Study text: Begin
Student loan bills will be due again soon
WASHINGTON – President Joe Biden is facing increasing pressure from Democrats to extend a pandemic-related pause to student loan repayment, pitting the White House between its restless liberal base and a growing effort from the administration to signal that life is returning to normal after nearly two years of emergency measures.
Biden has twice given an extension. Unless he is persuaded to issue another, federal student loan repayments will resume after the president’s current order expires Jan. 31.
Nationally, 45.7 million borrowers have $1.6 trillion of student loan debt, and 41 million have taken advantage of the pandemic pause on repayments, according to an Education Department spokesperson.
Progressives are leading the call for another extension as borrowers prepare to resume monthly payments early next year amid rising inflation and the threat of the new omicron variant. Average monthly payments are about $400, according to the Federal Reserve.
“We now have people who’ve never had to pay because they graduated into a pandemic in 2020,” said Melissa Byrne, a liberal activist. “You have people that are still struggling.”
Byrne on Wednesday led a protest outside the White House calling for the extension of the payment freeze and a cancellation of at least some student debt, arranging for a small marching band and choir to perform.
“I have faith in the White House not to do something stupid,” Byrne said.
The looming decision comes amid a rise in liberal frustration with the president on issues such as voting rights and the public’s increasing intolerance for extraordinary measures enacted during the pandemic.
Unlike other measures before the president that require congressional approval, extending the student loan payment freeze is the sole purview of the executive branch.
White House press secretary Jen Psaki said earlier this month that a “smooth transition back into repayment is a high priority for the administration,” setting off a backlash from activists who want Biden to pause repayments and cancel student debt.
Psaki this week said Biden would happily sign a bill to fulfill a campaign promise to cancel $10,000 in student debt if Congress passes one. “They haven’t sent him a bill on that yet,” Psaki said.
But Democratic lawmakers point out that Biden does not need legislation to extend the pause on repayments, which he did in August following a standoff with his party’s progressive faction over the end to a national eviction moratorium. Progressives want Biden to issue another extension before the end of January.
Study text: End
The data: Begin
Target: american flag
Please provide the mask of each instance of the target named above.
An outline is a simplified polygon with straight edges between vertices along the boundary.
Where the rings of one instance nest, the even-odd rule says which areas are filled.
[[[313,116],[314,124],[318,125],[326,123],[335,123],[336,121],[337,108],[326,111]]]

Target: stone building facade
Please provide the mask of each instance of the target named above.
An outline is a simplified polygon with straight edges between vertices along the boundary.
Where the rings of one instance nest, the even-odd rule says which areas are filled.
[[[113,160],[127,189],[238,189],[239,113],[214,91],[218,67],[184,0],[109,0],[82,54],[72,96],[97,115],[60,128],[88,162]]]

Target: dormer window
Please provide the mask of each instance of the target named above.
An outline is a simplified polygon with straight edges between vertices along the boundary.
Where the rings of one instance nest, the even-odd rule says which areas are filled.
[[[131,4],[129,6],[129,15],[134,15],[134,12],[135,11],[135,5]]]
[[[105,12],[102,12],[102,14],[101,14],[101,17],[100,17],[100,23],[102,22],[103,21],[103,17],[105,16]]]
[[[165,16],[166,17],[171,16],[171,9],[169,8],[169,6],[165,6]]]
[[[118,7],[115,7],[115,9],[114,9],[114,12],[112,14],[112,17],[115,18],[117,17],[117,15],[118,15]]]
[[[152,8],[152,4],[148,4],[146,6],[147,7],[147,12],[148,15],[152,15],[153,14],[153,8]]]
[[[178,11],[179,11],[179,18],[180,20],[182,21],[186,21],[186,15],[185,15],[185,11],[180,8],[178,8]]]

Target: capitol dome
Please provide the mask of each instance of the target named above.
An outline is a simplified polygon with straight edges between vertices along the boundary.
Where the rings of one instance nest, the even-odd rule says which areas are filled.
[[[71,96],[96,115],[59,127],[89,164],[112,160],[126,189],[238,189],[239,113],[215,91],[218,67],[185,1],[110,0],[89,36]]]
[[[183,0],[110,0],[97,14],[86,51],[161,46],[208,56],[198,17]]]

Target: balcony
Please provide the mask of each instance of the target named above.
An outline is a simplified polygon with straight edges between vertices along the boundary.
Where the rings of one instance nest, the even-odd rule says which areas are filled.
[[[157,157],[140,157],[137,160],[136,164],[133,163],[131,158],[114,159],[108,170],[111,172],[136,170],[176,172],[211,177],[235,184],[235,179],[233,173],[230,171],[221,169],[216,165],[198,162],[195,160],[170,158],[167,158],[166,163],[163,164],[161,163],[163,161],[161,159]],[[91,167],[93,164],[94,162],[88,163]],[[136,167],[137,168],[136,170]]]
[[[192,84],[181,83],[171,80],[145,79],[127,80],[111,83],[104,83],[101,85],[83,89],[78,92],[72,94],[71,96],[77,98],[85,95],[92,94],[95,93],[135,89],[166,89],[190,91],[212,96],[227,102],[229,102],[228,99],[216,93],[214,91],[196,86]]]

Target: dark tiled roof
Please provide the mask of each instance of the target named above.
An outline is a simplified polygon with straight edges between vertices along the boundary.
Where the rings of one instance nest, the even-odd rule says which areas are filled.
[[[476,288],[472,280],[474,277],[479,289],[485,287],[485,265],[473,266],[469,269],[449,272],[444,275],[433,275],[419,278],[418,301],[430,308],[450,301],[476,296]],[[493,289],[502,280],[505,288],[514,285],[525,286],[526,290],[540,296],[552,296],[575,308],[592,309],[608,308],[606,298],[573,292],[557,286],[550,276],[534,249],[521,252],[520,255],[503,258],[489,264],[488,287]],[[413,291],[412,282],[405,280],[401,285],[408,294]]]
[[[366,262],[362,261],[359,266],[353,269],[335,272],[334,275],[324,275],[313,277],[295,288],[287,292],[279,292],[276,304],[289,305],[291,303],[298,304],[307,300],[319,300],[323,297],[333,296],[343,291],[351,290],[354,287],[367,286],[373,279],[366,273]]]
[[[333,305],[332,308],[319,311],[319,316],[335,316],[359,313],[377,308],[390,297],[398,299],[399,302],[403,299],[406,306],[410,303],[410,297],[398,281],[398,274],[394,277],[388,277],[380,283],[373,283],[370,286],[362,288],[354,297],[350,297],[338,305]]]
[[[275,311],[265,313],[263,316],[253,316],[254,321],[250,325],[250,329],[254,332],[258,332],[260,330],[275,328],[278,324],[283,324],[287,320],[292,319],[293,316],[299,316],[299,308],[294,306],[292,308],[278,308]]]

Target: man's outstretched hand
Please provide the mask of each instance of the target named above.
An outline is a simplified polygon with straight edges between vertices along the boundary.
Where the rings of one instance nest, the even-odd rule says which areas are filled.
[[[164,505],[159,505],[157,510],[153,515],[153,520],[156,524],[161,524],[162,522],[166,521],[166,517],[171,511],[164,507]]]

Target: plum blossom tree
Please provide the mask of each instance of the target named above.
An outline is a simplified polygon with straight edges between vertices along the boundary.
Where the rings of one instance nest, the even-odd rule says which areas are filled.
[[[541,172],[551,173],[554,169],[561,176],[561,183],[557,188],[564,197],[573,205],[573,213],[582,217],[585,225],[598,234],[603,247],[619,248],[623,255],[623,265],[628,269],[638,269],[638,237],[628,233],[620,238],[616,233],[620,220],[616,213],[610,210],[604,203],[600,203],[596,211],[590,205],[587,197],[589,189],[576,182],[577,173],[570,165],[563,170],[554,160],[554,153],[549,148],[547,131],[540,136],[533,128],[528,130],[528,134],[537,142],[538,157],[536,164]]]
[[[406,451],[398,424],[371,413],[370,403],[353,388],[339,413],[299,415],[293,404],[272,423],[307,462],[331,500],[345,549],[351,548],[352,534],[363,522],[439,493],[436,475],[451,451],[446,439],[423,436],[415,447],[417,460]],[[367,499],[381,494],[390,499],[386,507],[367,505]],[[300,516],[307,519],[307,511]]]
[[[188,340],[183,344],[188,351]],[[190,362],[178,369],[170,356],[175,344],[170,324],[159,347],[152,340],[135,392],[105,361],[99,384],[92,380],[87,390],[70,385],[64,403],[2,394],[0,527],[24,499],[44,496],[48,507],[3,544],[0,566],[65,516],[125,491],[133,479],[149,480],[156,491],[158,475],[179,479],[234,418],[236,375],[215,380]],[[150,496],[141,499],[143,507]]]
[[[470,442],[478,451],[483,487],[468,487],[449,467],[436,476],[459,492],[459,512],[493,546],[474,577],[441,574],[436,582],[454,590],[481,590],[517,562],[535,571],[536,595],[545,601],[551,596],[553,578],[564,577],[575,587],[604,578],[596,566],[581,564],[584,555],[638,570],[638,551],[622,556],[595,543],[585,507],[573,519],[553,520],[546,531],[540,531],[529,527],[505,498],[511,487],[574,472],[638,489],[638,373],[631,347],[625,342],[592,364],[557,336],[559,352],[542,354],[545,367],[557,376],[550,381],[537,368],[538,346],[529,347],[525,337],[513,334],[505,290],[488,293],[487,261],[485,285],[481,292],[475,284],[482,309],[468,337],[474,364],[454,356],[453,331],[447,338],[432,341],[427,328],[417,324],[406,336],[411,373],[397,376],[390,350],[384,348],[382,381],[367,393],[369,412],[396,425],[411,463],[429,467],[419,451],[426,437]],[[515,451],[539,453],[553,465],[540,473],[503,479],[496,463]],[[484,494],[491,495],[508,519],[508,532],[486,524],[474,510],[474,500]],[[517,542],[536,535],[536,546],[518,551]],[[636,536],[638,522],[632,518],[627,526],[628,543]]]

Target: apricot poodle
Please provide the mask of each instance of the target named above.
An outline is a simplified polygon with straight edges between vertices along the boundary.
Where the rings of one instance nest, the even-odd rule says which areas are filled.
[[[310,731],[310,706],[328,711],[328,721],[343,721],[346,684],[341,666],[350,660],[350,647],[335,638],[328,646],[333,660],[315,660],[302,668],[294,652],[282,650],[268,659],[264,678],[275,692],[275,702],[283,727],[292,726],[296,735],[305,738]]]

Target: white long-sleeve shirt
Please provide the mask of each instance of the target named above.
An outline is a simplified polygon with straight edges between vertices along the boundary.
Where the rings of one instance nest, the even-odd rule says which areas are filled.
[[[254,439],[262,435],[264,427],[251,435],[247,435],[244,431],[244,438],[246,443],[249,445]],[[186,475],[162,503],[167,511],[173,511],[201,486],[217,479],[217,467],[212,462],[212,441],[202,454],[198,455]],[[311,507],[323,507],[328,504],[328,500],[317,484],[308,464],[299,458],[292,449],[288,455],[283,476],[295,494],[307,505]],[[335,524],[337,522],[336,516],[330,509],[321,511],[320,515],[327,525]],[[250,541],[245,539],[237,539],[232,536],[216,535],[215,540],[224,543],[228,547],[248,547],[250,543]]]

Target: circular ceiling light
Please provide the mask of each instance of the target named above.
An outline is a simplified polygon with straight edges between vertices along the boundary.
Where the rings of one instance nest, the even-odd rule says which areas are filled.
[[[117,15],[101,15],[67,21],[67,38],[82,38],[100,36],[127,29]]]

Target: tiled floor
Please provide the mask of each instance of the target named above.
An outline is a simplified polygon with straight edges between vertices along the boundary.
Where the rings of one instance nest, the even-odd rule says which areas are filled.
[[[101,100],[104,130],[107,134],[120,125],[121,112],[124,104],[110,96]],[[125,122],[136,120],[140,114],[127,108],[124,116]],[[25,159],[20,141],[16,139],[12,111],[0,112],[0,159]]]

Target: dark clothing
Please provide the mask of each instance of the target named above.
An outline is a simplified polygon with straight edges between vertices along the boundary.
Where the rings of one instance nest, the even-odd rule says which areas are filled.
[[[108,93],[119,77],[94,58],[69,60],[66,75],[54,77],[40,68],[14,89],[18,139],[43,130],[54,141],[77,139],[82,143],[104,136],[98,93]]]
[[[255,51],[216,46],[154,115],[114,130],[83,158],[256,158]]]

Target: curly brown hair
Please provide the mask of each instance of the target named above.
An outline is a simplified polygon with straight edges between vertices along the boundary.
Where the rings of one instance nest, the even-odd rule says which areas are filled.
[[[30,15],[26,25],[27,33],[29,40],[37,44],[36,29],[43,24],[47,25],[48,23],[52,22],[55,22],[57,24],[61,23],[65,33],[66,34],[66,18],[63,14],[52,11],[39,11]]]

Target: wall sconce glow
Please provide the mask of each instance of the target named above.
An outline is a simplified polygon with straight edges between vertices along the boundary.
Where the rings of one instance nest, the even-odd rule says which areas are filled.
The data: End
Problems to work on ▸
1) Condense the paragraph of the student loan article that begins "But Democratic lawmakers point out" into two shorter sentences, keeping its main facts.
2) Print the student loan article from "Unlike other measures" to "cancel student debt.".

Results of the exercise ▸
1) Democratic lawmakers note that Biden can extend the repayment pause without legislation, as he did in August after a standoff with progressives over the end of a national eviction moratorium. Progressives want him to extend it again before the end of January.

2)
Unlike other measures before the president that require congressional approval, extending the student loan payment freeze is the sole purview of the executive branch.
White House press secretary Jen Psaki said earlier this month that a “smooth transition back into repayment is a high priority for the administration,” setting off a backlash from activists who want Biden to pause repayments and cancel student debt.